[[ Input records, beginning ]]
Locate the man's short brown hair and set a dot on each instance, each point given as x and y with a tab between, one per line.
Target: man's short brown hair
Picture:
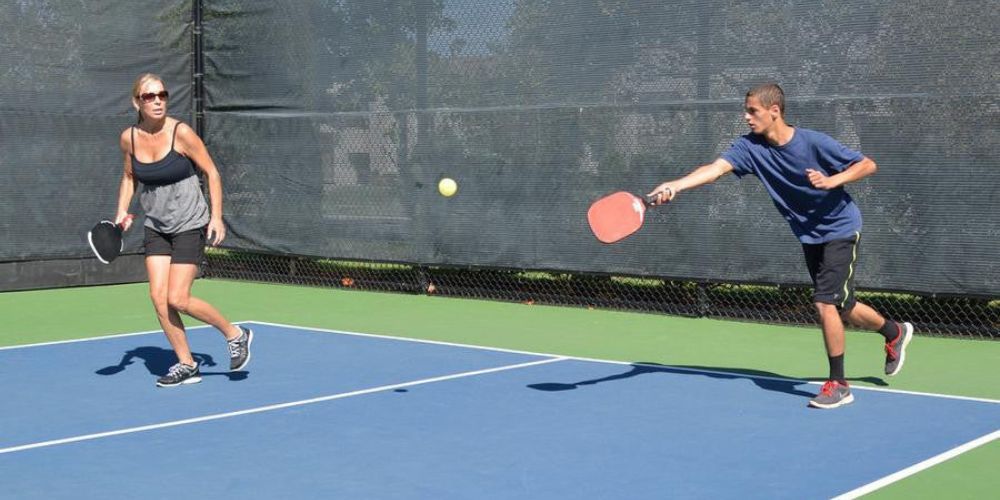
769	94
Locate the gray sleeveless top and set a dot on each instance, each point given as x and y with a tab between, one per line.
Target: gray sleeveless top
171	194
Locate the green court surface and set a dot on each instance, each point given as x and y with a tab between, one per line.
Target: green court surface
935	365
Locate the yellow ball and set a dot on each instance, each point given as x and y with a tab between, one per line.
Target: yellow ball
447	187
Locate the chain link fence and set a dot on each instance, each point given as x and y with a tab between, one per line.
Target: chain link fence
977	318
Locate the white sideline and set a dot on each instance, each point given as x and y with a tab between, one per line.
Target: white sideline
261	409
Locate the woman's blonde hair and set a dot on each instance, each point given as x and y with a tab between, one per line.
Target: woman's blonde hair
137	86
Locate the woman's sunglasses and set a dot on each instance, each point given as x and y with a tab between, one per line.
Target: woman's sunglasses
149	96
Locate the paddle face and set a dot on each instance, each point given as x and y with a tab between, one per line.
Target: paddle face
105	240
616	216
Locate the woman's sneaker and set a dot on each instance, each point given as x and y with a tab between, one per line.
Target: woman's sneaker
180	374
239	350
895	350
832	395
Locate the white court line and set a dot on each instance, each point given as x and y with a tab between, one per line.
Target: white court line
613	362
88	339
913	469
261	409
530	353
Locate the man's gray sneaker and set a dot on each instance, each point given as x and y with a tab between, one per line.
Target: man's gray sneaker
895	349
239	350
180	374
832	395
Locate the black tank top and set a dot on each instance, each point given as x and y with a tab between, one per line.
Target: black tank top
172	168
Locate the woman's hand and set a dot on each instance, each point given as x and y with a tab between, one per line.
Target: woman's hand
216	232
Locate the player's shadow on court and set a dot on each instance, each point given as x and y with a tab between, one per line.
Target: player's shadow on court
765	380
158	361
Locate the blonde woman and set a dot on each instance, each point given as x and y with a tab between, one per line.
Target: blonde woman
163	155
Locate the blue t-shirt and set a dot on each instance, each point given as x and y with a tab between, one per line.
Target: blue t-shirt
815	215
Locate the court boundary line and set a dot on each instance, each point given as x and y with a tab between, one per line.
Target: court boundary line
88	339
529	353
274	407
630	363
919	467
549	358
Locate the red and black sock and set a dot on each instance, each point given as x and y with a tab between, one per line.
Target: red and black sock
890	330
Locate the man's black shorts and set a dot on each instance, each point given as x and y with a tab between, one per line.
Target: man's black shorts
185	247
831	267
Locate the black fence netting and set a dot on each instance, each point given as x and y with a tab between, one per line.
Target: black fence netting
332	123
335	121
66	71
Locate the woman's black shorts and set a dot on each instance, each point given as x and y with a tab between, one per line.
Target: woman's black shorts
185	247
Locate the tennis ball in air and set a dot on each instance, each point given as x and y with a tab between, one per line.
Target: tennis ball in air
447	187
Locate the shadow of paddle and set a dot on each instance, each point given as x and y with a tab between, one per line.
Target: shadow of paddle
158	361
765	380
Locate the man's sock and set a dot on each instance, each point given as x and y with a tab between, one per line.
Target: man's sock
890	330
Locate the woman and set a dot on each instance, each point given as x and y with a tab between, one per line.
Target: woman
162	153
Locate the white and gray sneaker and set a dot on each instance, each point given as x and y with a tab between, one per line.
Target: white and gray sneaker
180	374
239	350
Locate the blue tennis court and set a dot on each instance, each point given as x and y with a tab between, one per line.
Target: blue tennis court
343	415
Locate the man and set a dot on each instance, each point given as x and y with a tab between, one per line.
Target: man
804	171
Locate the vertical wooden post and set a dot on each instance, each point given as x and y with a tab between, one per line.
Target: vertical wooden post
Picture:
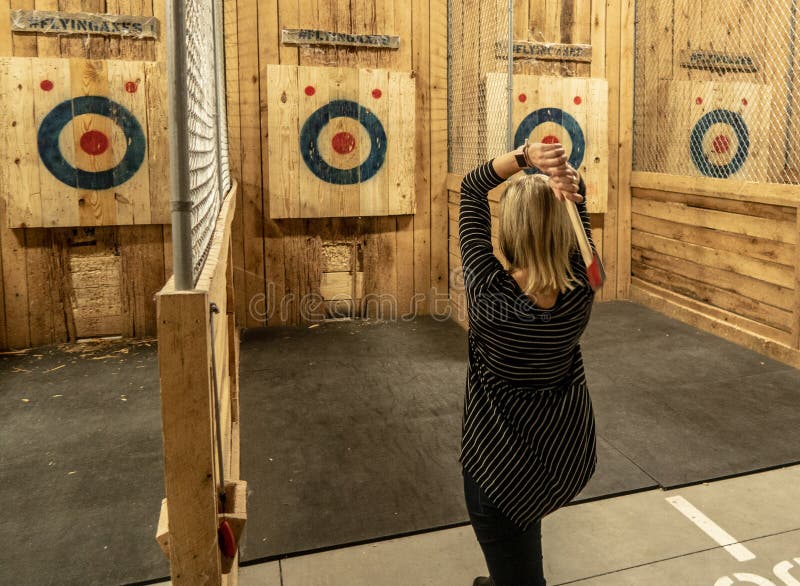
184	353
626	72
796	320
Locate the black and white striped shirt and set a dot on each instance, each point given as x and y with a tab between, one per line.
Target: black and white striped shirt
528	432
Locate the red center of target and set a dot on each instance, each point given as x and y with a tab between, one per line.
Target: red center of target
94	142
722	144
344	143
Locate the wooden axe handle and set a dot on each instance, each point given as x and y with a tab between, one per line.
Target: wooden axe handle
580	231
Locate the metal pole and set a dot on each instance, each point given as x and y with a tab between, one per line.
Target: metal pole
510	104
180	198
219	60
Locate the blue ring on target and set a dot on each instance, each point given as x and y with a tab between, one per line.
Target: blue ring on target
309	143
557	116
60	116
700	159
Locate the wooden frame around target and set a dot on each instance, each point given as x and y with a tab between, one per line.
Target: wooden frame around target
85	142
341	142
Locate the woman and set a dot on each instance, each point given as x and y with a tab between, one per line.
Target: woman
528	436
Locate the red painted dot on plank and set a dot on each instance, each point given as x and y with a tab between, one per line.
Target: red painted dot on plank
344	143
94	142
722	144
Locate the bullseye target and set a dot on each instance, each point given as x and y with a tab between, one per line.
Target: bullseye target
93	143
720	143
550	126
340	142
331	142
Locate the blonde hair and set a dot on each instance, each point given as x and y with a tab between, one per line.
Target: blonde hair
536	235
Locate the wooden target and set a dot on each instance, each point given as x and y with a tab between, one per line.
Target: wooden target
87	142
340	142
569	111
715	130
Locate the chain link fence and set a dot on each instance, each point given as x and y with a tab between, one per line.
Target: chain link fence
199	130
716	89
479	81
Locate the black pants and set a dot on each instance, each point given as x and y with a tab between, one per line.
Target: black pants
513	556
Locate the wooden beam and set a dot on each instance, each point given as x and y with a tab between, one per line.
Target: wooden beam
796	320
626	82
716	321
187	420
768	193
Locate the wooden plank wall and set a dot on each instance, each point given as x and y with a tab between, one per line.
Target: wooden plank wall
59	284
608	27
723	255
281	270
723	259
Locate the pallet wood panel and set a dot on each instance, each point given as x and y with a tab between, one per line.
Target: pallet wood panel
275	256
572	111
715	129
329	161
90	143
42	299
728	255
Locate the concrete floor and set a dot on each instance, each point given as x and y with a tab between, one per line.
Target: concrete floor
639	539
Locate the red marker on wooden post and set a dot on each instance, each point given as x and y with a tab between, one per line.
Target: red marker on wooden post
594	266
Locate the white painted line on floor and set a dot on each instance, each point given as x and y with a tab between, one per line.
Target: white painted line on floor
711	529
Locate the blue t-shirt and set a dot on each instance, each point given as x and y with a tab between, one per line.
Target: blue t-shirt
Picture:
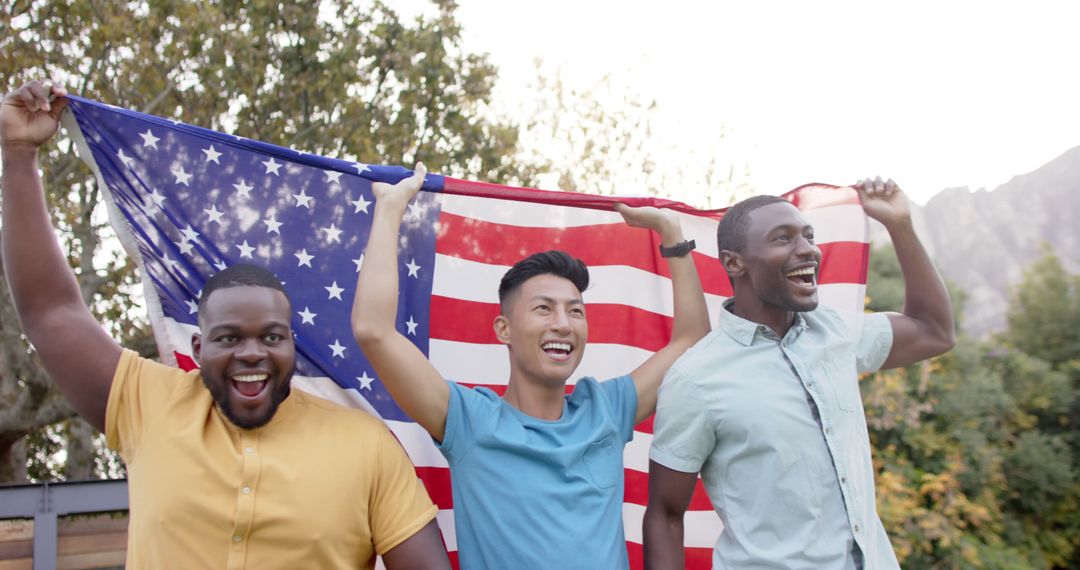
537	493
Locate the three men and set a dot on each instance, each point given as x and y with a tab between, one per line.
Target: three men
227	466
537	475
767	406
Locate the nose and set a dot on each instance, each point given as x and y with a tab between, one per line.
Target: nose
561	322
807	248
251	350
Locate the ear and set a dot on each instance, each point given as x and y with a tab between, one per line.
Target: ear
197	347
732	263
501	325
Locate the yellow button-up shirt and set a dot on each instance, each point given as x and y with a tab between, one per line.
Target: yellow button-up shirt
320	486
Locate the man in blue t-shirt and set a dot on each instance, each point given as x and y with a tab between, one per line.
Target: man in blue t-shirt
537	474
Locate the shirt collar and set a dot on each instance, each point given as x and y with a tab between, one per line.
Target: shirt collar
743	330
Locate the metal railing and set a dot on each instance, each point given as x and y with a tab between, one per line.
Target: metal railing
45	501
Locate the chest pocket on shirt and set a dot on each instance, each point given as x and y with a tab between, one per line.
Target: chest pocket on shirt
603	462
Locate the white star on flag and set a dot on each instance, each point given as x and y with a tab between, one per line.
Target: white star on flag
334	290
302	200
214	214
333	234
307	316
243	189
157	198
305	259
149	139
189	233
245	250
181	176
272	166
124	158
272	225
360	204
212	154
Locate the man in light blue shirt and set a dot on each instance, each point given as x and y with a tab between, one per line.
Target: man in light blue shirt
767	406
537	474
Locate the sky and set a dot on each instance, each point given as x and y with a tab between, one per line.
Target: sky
931	94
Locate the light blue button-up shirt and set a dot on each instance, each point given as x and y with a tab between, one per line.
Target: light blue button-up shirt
775	428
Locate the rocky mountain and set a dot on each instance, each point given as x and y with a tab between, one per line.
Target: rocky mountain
984	240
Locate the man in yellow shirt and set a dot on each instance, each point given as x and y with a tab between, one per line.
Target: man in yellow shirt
228	467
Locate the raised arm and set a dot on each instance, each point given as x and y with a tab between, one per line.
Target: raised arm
412	380
76	351
670	493
926	327
690	315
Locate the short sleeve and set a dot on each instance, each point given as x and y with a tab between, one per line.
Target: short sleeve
875	342
400	505
470	411
683	435
621	398
139	389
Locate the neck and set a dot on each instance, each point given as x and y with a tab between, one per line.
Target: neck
536	399
756	311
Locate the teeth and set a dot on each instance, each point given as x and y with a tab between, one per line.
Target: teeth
250	378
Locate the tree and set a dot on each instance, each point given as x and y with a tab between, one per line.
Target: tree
333	78
975	450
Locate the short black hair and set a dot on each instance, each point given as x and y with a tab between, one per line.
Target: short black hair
554	262
731	231
240	275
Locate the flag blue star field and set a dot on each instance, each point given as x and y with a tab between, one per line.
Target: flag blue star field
188	202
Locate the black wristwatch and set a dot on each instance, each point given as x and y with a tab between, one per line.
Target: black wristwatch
678	249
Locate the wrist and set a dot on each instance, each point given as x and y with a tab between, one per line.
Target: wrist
18	150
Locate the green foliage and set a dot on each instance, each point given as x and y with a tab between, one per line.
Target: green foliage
1044	312
976	450
339	78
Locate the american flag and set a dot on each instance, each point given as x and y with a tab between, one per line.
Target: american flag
188	202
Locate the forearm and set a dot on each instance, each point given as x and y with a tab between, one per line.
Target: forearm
375	306
690	313
40	280
926	297
663	540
[[ Input records, end ]]
◆ Task to complete ◆
Print, exactly as they appear above, the lines running from the one with "Locate the tree" through the final line.

◆ Written response ◆
Locate the tree and set a dot on each instance, each point given as x and y with a tab between, one per line.
Target: tree
333	78
975	450
Locate the short black hair and set a dot on each instance, each point given as x and y with a tab between, one per line.
Target: short black hair
554	262
731	231
240	275
Locate the flag blue star field and set a dot on each instance, each point given as x and y with a tab between, one per line.
Target: flag blue star field
188	202
Locate the black wristwatch and set a dot on each instance, each point given as x and y with a tab between, one per line.
Target: black wristwatch
678	249
Locate the wrist and set a dot on each instance, each point given as x and y with a tab between, one per line.
Target: wrist
18	150
Locate the green foliage and set a dot on each instance, each point given as x and y with a tab between, one per line.
Target: green foliage
1044	312
976	450
339	78
Locate the american flag and set a dot on each instance, each point given as x and y with a tab between, one per line.
Target: american flag
188	202
Locate the forearm and set a dot on each instance, each point given as x and y with a tab between, one per line.
Target: forearm
375	306
690	313
40	280
926	297
663	540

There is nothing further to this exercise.